Print all the data, keeping every line exactly as it is.

**Data supplied:**
┌────────

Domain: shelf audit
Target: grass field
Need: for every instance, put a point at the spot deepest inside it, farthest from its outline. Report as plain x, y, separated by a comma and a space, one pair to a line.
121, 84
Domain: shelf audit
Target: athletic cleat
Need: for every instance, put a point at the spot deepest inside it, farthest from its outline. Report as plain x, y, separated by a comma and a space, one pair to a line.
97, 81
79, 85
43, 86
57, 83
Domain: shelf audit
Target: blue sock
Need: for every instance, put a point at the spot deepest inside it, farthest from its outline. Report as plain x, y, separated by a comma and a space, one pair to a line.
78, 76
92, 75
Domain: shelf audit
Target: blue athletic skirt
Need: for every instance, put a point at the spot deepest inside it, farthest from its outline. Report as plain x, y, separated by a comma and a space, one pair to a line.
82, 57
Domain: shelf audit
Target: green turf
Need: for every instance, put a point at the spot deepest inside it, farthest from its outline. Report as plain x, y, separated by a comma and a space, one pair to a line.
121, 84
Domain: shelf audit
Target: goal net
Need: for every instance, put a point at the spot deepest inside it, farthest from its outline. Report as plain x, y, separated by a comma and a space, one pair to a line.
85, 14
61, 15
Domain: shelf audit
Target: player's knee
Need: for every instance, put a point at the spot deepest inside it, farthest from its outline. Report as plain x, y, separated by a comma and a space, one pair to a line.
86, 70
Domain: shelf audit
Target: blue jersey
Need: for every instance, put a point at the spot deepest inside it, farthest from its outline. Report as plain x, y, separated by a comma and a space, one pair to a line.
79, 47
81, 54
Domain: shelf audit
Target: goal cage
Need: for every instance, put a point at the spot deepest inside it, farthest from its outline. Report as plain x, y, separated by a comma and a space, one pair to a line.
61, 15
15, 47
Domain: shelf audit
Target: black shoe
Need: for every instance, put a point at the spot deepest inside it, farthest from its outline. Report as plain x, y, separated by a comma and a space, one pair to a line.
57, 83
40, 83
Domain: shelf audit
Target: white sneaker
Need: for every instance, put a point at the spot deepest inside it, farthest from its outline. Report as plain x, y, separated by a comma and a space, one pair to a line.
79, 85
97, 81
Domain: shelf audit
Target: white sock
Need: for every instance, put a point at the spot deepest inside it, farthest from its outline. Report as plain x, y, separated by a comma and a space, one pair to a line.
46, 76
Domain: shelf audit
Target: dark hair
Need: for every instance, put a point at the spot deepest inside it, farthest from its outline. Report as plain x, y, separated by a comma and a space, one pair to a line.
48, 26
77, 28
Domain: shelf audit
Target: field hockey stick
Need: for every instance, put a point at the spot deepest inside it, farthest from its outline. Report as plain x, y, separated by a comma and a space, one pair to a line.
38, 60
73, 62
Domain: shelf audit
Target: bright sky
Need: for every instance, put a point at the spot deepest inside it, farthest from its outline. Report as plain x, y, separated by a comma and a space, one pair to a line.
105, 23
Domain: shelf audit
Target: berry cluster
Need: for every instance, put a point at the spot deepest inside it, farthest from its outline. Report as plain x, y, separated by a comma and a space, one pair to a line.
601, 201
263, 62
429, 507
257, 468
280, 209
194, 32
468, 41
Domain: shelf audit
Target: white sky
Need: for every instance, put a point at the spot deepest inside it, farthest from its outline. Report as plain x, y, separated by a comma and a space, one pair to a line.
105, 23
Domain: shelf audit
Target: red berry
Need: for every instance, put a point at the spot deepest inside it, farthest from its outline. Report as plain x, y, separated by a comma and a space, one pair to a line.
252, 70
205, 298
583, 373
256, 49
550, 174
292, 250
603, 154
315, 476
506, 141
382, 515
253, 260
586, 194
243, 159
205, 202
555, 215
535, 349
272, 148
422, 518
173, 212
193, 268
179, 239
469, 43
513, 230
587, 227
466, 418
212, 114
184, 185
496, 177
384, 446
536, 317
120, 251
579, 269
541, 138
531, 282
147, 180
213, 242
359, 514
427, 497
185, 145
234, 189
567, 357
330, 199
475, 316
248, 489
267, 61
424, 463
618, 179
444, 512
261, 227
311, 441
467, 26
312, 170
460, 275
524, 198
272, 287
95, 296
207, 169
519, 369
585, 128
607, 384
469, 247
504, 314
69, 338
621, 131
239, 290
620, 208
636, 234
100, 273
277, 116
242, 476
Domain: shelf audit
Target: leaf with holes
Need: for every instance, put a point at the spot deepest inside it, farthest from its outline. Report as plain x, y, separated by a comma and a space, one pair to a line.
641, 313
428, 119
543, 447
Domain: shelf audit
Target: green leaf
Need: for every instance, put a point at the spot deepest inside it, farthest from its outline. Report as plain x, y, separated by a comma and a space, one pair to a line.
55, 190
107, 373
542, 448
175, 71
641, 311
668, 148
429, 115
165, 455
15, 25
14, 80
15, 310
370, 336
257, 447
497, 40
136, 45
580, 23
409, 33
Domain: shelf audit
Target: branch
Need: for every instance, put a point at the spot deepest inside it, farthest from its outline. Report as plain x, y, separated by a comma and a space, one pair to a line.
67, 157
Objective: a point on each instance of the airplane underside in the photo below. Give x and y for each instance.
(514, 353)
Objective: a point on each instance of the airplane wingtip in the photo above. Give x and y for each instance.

└────────

**Task response:**
Domain: shelf audit
Target: grass field
Need: for every instance, put a point at the spot deepest inside it, farthest from its outline. Report as plain x, y, separated by a comma and a space, one pair to a line.
121, 84
Domain: shelf audit
Target: athletic cleat
Need: for every instance, put a point at the spot deepest inside it, farthest from its outline. Report as plain x, y, separated by a comma and a space, one pair to a line.
97, 81
79, 85
43, 86
57, 83
Domain: shelf audit
Target: blue sock
Need: for every instance, put a point at the spot deepest inside it, farthest from its outline. Report as plain x, y, separated by a comma and a space, one pair to a line.
78, 76
92, 75
Domain: shelf audit
Target: blue athletic skirt
Need: for every instance, put a point at the spot deepest inside it, farthest from its outline. Report as plain x, y, separated by a comma and a space, one pair to a line.
82, 57
Domain: shelf audit
Target: green turf
Need: for every instance, put a point at the spot deepest inside it, farthest from its outline. Report as plain x, y, separated by a comma and a space, one pair to a line.
121, 84
Domain: shelf audit
Target: goal net
Need: for every instance, put a point at the spot deepest inside it, farthest from its outline. Report as plain x, y, separated by a comma and a space, one pair to a line.
85, 14
61, 15
Domain: shelf audit
Target: player's knee
Need: for every instance, put a point at the spot deepest inside it, farthest from its outline. Report as plain x, y, separated by a comma and a space, one pair to a line.
86, 70
Domain: shelf audit
Target: blue jersey
Need: for every instance, put a point at the spot deepest inside it, farthest from its outline. Report as plain x, y, separated by a comma and a space, one pair to a line.
79, 47
81, 54
Domain: shelf audit
Target: goal cage
Need: for every instance, put a point at the spot deepest inside it, farthest from its outline. Report as plain x, y, separated by a comma and a space, one pair to a line.
61, 15
15, 47
Domain: shelf audit
Target: black shoe
Need: for every instance, put a point at the spot deepest inside it, farthest from its outline. Report as plain x, y, separated by a comma and a space, one pair to a line.
57, 83
40, 83
Domain: shelf audit
Target: white sneaker
Need: for every instance, put a point at the spot deepest inside it, farthest from its outline. Report as plain x, y, separated by a comma and a space, one pair to a line.
79, 85
97, 81
Domain: shelf audit
Target: white sock
Need: for every instance, put a point at the spot deepest inside it, farthest from its outline. Report as plain x, y, separated by a comma and a space, one pair to a line.
46, 76
Domain: shelf audit
Target: dark hair
Need: for every instance, put a point at the spot deepest inside it, farthest from its outline. Report as plain x, y, separated by a comma and a space, one pair to a line.
48, 26
77, 28
Domain: shelf audit
Target: field hockey stick
Need: for every instance, put a point at the spot deepest inside it, farthest from its outline. Report as plain x, y, separated by a comma and a space, one pair to a line.
38, 60
73, 62
Domain: shelf audit
Target: bright sky
Need: for every instance, put a point at the spot deepest inside it, farthest from its outline. Report as plain x, y, separated by a comma and a space, one pair to a line.
105, 23
Domain: shelf audit
Target: berry cluster
Need: for every instance, put a point at the spot deepest inside it, farthest from its outline. Report as plain x, y, separated by a comma and a space, one pair to a line.
601, 201
263, 62
429, 507
257, 468
280, 209
194, 32
468, 41
Domain: shelf audit
Target: white sky
Need: for every instance, put a point at the spot deepest inside it, farthest from its outline. Report as plain x, y, separated by a comma and a space, one pair to a line.
105, 23
Domain: shelf audit
Target: red berry
Need: for every instance, put a point at the spot deepest inside it, farthest from its outline. Report as plain x, y, separated by a comma and a space, one pair to a line.
252, 70
205, 298
583, 373
256, 49
550, 174
292, 250
603, 154
315, 476
506, 141
382, 515
253, 260
586, 194
243, 159
205, 202
555, 215
535, 349
272, 148
422, 518
173, 212
193, 268
179, 239
469, 43
513, 230
587, 227
466, 418
212, 114
184, 185
496, 177
384, 446
536, 317
120, 251
579, 269
541, 138
531, 282
147, 180
213, 242
359, 514
427, 497
185, 145
234, 189
567, 357
330, 199
475, 316
248, 489
267, 61
424, 463
618, 179
444, 512
261, 227
311, 441
467, 26
312, 170
460, 275
524, 198
272, 287
95, 296
207, 169
519, 369
585, 128
607, 384
469, 247
504, 314
69, 338
621, 131
239, 290
620, 208
636, 234
100, 273
277, 116
242, 476
Domain: shelf audit
Target: leaf with holes
Need: for every instance, put a point at the spot deepest inside it, farthest from its outline. Report as plain x, y, separated by a comma and a space, one pair to a line.
641, 313
428, 119
543, 447
Domain: shelf audit
Target: green leaf
Need: for every instance, put a point at the spot deepest inside it, farthest from its outline. Report as plain x, y, separated by a comma and a space, one pair to a line.
55, 190
107, 373
542, 448
175, 71
641, 311
668, 148
429, 115
165, 455
15, 25
14, 80
15, 310
370, 336
257, 447
497, 40
136, 45
580, 23
409, 33
Domain: shelf audit
Target: branch
Need: for every instance, put a point at the spot deepest inside it, farthest from its outline. Report as plain x, y, separated by a comma and a space, one pair to a line.
67, 157
Objective: a point on each instance of the airplane underside in the photo below. Give x and y for each instance.
(514, 353)
Objective: a point on each instance of the airplane wingtip in the photo above. Give x and y for each instance.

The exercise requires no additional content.